**TEXT EXCERPT:**
>>>
Probably the most well-known organelle of the cell, mitochondria play a critical role in producing energy from food. So, it’s no surprise that mitochondria can get stressed and damaged. When stressed, mitochondria turn on multiple defense mechanisms: biochemical “domino” pathways that help them repair their defects and recover or improve their health.
Stressed mitochondria are particularly linked to aging and many age-related diseases. Problematic mitochondria are the cause of diseases in metabolism, the cardiovascular and neuromuscular systems, and even certain cancers. Because of how central mitochondria are to survival and health, they have evolved multiple stress response pathways to adapt their function to the ever-changing environment of the cell. But how these stress responses are regulated is still largely unknown.
Now, a team of scientists led by Johan Auwerx at EPFL’s School of Life Sciences has discovered that mitochondrial stress induces global but also very specific epigenetic changes, which involve enzymes that unravel compacted DNA in the cell’s nucleus to activate genes. These enzymes are called histone acetyltransferases because they interact with the histone proteins that pack DNA into a structure called chromatin. The findings are published in Nature Aging.
<<<
**THINGS TO DO:**
**A)** Repeat the passage on mitochondrial stress between "Stressed mitochondria are" and "still largely unknown.", inclusive.
**B)** Answer these questions using the passage on mitochondrial stress:
(i) What critical role do mitochondria play, according to the passage?
(ii) What name is given to the enzymes that interact with histone proteins?
(iii) In which journal are the findings published?
**C)** Write the next part of the passage on mitochondrial stress, following on from its final sentence.

**DATA SUPPLIED:**
>>>
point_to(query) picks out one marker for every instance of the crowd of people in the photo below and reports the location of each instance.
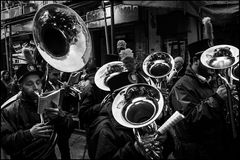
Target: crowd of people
(202, 134)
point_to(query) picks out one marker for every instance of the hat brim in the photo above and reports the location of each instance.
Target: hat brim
(39, 73)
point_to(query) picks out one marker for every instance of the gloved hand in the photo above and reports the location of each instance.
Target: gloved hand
(54, 113)
(41, 130)
(150, 145)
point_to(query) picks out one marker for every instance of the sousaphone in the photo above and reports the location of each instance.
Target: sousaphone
(107, 71)
(220, 57)
(158, 64)
(64, 42)
(62, 37)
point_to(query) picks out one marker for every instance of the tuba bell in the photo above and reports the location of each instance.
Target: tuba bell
(158, 64)
(62, 37)
(107, 71)
(225, 58)
(137, 106)
(64, 42)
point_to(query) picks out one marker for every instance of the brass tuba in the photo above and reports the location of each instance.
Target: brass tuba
(138, 106)
(62, 37)
(225, 58)
(234, 74)
(158, 65)
(107, 71)
(64, 42)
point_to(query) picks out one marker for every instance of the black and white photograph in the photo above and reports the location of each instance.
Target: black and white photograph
(119, 80)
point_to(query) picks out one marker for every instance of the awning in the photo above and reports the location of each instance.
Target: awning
(221, 12)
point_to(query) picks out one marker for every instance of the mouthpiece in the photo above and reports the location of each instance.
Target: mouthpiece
(174, 119)
(37, 93)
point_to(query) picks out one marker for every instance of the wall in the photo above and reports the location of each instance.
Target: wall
(193, 34)
(154, 39)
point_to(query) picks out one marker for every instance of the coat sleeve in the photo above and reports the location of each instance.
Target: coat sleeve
(194, 109)
(13, 141)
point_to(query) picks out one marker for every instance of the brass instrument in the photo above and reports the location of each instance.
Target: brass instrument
(62, 37)
(137, 106)
(107, 71)
(64, 42)
(158, 65)
(234, 72)
(224, 58)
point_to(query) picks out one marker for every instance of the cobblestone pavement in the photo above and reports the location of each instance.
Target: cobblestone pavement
(77, 144)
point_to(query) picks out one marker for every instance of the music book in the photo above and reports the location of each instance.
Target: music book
(46, 100)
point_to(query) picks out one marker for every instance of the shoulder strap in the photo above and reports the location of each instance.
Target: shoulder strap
(11, 100)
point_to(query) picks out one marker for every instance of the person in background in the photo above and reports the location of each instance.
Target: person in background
(20, 122)
(121, 45)
(203, 133)
(174, 76)
(7, 83)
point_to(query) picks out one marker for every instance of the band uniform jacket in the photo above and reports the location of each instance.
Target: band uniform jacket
(202, 134)
(17, 118)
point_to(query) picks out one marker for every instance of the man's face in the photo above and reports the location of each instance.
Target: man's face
(6, 76)
(204, 71)
(30, 85)
(178, 65)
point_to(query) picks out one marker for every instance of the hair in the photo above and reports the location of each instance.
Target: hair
(194, 58)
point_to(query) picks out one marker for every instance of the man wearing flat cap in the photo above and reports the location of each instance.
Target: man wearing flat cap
(202, 134)
(20, 122)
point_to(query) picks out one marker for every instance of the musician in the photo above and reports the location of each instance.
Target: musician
(68, 104)
(202, 134)
(20, 123)
(106, 138)
(91, 97)
(53, 79)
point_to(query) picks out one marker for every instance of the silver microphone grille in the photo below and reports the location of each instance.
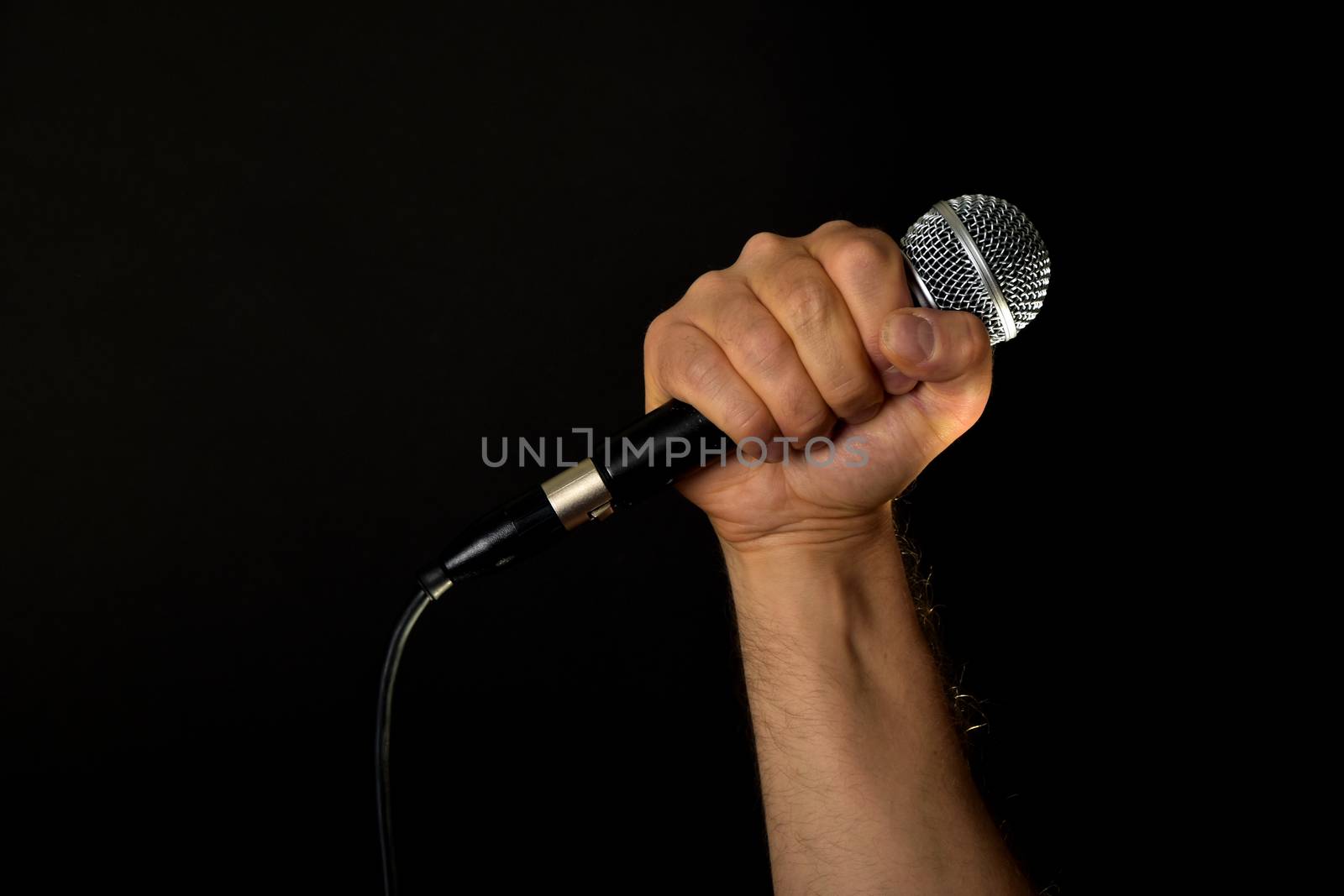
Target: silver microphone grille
(983, 255)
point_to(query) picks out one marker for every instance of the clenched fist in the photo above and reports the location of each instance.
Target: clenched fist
(816, 338)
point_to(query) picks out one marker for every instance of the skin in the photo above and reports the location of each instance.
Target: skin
(864, 785)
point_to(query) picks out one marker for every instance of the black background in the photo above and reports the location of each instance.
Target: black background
(269, 280)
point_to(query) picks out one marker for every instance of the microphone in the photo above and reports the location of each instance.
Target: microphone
(974, 253)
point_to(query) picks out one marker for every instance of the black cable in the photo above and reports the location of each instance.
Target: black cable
(385, 735)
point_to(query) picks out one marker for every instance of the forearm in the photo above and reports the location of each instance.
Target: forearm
(864, 783)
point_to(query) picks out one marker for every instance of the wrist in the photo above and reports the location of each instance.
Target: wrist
(830, 591)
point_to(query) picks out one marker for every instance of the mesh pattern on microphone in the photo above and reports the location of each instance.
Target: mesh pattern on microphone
(1012, 249)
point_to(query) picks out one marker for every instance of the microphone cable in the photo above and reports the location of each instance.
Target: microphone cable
(385, 735)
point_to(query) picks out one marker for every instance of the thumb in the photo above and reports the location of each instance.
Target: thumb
(948, 354)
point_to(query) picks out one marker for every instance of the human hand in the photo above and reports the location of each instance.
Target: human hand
(813, 338)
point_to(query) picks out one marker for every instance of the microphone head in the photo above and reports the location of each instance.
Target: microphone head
(979, 254)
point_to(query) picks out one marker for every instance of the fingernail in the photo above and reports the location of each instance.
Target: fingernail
(911, 336)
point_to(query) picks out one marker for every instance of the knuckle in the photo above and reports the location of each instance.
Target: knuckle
(711, 282)
(763, 244)
(757, 338)
(806, 302)
(699, 371)
(806, 416)
(750, 418)
(853, 392)
(864, 253)
(839, 223)
(654, 336)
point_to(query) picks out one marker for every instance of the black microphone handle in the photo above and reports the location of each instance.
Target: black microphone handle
(660, 448)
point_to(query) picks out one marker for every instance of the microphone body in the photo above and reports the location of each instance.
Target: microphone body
<<<
**EXERCISE ANSWERS:**
**A)**
Stressed mitochondria are particularly linked to aging and many age-related diseases. Problematic mitochondria are the cause of diseases in metabolism, the cardiovascular and neuromuscular systems, and even certain cancers. Because of how central mitochondria are to survival and health, they have evolved multiple stress response pathways to adapt their function to the ever-changing environment of the cell. But how these stress responses are regulated is still largely unknown.

**B)**
(i) They produce energy from food.
(ii) Histone acetyltransferases.
(iii) Nature Aging.

**C)**
Looking at the chromatin of the nematode C. elegans – a highly popular organism for studying aging – the scientists found that a histone acetyltransferase named CBP-1 is essential for the epigenetic changes caused by stress response of mitochondria, translating their stress signal into a coordinated transcription of a number of genes that are known to be involved in mitochondrial stress response.
“The beneficial effects of the mitochondrial stress response, such as resistance to pathogen infections, improved proteostasis against amyloid-β aggregation – one of the culprits of Alzheimer’s – and extending lifespan are almost completely dependent on these epigenetic changes,” says Terytty Yang Li, the first author of the study. “Moreover, analysis in mouse and human populations, as well as genetic and pharmacological loss-of-function studies in mammalian cells, strongly suggest that this epigenetic mechanism involved in the regulation of the stress response, health and lifespan is also conserved in the mouse and human.”
“Our work identifies an evolutionarily conserved node for mitochondrial stress signaling that defends mitochondrial function, and promotes health and longevity,” says Johan Auwerx. “We are convinced that drugs that target these mitochondrial stress pathways may be interesting to curb the aging process”.